---------- Supplied text ----------
February 14, 2014
13th Virginia Mechanized Cavalry
Sons of Confederate Veterans, Camp #9
P.O. Box 5037
Driver, Virginia 23435
To the Editor:
I read with saddened heart of the fusion of the politically-correct Tredegar establishment and the soon-to-be-former Museum of the Confederacy. As was inevitable given it’s “leadership” over the years, the Museum has finally embraced that full anti-Southern mindset that cheers the victory of Lincoln’s Leviathan State over the last Republic in North America. But, parenthetically, what can one expect when Virginia’s various Sesquicentennial groups chose such slogans as “On to Richmond”—the cry of Union armies—and an “educational mobile unit” nick-named the Custermobile for the large image of Union General George Armstrong Custer which appears on its side! And this is the vehicle touring Virginia—Mother of States and Mother of Presidents—teaching the history (according to Lincoln sycophants and politically correct “historians”) of the War Against Southern Independence. Alas! The only story being told by Virginia’s heritage establishment seems to be that predicated upon the need to make a war against tyranny into a war for slavery!
But the effort to remove the word “Confederate” from the Museum’s name is not new.
As a member several years ago, I received an e-mail from Mr. Rawls asking my opinion about doing just that. Being naïve—and believing that Rawls was being pressured to be politically correct—I advised him to hold fast to the name of the last Republic on American soil and not to support the crusade of cultural genocide against the South.
Silly me! It appears that in fact he wished to reject the name and was seeking support from members of a similar persuasion.
I have advised those involved in the preservation of Southern heritage to challenge at law any who wish to make of the Museum one more politically-correct vehicle for the current false “historical narrative.” The mission statement of the its founders and all those who have supported it throughout the years by donations of personal treasures and money has not just been ignored by the current regime, but openly rejected. Not only does the Museum no longer recognize and promote the noble cause of the South and the sacrifice of those who fought and fell in her defense, but it has become another establishment vehicle to condemn and vilify those heroes and their cause—a cause which hero Col. John Singleton Mosby called “the noblest…ever defended by the sword…”
The original spirit of the Museum is to be found in the first appeals for donations in 1892:
“The glory, the hardships, the heroism of the war were a noble heritage for our children. To keep green such memories and to commemorate such virtues, it is our purpose to gather together and preserve in the Executive Mansion of the Confederacy the sacred relics of those glorious days.”
The final declaration is found in the first paragraph of the Introduction Page, Catalogue of the Confederate Museum of the Confederate Memorial Literary Society, 1905, to wit:
“The need of an organization to preserve a true and faithful record of the gallant struggle made by the soldiers of the South for independence being keenly felt, the Confederate Memorial Literary Society was chartered and organized under the laws of Virginia, its object being to teach all future generations the true history of the war and the principles for which these soldiers laid down their lives."
Is there anyone who sincerely believes that the current administration of the Museum is acting in accordance with these founding declarations? Rather are they not acting in a manner diametric to those noble goals? This was never to be a collection of uniforms and flags! It was always intended to memorialize the struggle of the South against federal tyranny in the War of Secession.
----------
* Written problem 1 *
Rewrite the records as a Markdown table with the columns Row and Line, one numbered row per line and no blank lines. Begin at the line that has "white car, the" and stop after the line that has "[[462, 257]]".
---------- Task material ----------
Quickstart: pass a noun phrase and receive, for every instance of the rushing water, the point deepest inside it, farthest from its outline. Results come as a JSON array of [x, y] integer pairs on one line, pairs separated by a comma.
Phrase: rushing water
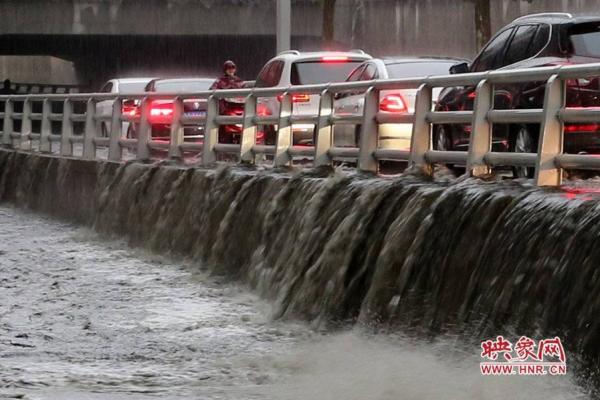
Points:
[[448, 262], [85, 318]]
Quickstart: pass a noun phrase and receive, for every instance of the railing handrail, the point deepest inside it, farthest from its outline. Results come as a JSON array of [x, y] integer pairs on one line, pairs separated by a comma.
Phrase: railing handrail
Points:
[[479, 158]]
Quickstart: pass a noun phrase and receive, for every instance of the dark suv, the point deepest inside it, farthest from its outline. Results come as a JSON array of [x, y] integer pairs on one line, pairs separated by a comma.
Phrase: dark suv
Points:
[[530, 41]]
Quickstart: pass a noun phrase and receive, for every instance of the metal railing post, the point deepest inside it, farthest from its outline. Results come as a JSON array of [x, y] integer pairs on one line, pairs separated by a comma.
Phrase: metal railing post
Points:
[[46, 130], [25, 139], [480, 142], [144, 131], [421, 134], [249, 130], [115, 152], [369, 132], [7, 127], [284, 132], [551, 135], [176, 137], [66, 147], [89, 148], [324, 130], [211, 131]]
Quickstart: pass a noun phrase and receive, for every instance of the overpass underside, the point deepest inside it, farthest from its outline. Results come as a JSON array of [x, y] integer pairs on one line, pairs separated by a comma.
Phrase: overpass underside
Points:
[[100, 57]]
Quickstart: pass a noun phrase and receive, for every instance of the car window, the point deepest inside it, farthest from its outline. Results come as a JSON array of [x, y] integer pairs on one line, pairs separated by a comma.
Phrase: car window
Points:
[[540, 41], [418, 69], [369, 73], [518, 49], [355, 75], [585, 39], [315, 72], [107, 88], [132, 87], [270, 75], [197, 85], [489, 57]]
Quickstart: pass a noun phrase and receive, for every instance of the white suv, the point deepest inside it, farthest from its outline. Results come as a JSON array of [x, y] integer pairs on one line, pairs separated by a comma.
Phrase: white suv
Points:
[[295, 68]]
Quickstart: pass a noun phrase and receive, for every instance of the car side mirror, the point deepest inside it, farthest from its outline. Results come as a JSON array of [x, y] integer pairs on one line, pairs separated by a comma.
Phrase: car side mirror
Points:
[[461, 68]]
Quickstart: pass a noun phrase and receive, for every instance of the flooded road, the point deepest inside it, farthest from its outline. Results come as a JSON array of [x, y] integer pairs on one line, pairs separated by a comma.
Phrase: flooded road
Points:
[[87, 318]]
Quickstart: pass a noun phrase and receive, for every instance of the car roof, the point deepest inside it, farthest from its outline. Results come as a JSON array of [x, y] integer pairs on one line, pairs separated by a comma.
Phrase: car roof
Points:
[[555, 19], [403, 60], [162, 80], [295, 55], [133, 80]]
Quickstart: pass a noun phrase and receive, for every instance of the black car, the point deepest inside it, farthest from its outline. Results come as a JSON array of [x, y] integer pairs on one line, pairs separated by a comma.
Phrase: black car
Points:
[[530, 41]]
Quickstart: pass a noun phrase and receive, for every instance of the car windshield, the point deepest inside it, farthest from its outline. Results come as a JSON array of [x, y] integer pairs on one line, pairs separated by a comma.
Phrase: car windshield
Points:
----------
---------- Task material ----------
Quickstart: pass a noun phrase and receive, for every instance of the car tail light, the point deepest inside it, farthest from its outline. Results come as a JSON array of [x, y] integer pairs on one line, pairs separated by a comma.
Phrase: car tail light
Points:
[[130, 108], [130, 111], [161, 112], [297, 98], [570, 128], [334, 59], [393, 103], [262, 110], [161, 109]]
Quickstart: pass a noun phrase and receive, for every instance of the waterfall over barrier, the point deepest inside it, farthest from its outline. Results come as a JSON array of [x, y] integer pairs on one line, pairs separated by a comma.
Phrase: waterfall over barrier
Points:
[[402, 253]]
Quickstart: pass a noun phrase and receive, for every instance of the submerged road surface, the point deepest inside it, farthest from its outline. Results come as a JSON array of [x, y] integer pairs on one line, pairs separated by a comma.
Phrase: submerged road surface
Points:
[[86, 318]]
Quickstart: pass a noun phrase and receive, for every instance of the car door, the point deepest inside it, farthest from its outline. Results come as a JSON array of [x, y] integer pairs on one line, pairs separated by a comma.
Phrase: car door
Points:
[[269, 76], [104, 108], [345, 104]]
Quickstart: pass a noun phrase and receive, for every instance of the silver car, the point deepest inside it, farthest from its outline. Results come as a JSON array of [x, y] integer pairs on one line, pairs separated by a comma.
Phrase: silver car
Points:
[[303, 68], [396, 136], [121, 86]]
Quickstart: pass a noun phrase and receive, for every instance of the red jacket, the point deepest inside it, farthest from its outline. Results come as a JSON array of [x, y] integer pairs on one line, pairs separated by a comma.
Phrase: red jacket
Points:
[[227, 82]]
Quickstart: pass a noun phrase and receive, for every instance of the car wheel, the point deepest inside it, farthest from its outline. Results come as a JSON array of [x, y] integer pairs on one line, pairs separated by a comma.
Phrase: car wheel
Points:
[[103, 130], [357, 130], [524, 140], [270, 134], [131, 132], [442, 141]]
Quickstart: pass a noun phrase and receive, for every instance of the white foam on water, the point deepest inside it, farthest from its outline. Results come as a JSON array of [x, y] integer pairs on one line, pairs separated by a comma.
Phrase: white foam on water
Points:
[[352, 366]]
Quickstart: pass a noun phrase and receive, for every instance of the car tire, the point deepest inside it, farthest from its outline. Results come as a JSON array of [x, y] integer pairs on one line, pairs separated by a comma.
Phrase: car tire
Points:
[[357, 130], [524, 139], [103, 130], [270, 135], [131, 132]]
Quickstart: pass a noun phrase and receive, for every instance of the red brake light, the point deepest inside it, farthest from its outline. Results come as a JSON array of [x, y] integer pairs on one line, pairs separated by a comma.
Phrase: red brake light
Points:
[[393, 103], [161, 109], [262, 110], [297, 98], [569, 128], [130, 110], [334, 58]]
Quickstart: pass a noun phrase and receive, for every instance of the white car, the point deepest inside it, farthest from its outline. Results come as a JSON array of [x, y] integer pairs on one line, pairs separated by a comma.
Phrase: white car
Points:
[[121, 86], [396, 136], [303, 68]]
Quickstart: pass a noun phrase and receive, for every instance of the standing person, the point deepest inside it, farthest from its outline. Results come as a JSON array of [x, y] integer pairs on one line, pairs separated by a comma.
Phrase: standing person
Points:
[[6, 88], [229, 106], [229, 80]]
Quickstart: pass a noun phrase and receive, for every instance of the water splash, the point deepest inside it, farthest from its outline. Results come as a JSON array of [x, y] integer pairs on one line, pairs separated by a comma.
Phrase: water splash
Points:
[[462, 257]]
----------
* Written problem 2 *
In the letter to the editor, change "e-mail" to "letter" and write out the passage again. Begin at the words "As a member" and stop after "against the South.".

* Exercise result 1 *
| Row | Line |
|---|---|
| 1 | Quickstart: pass a noun phrase and receive, for every instance of the white car, the point deepest inside it, farthest from its outline. Results come as a JSON array of [x, y] integer pairs on one line, pairs separated by a comma. |
| 2 | Phrase: white car |
| 3 | Points: |
| 4 | [[121, 86], [396, 136], [303, 68]] |
| 5 | Quickstart: pass a noun phrase and receive, for every instance of the standing person, the point deepest inside it, farthest from its outline. Results come as a JSON array of [x, y] integer pairs on one line, pairs separated by a comma. |
| 6 | Phrase: standing person |
| 7 | Points: |
| 8 | [[6, 88], [229, 106], [229, 80]] |
| 9 | Quickstart: pass a noun phrase and receive, for every instance of the water splash, the point deepest inside it, farthest from its outline. Results come as a JSON array of [x, y] integer pairs on one line, pairs separated by a comma. |
| 10 | Phrase: water splash |
| 11 | Points: |
| 12 | [[462, 257]] |

* Exercise result 2 *
As a member several years ago, I received an letter from Mr. Rawls asking my opinion about doing just that. Being naïve—and believing that Rawls was being pressured to be politically correct—I advised him to hold fast to the name of the last Republic on American soil and not to support the crusade of cultural genocide against the South.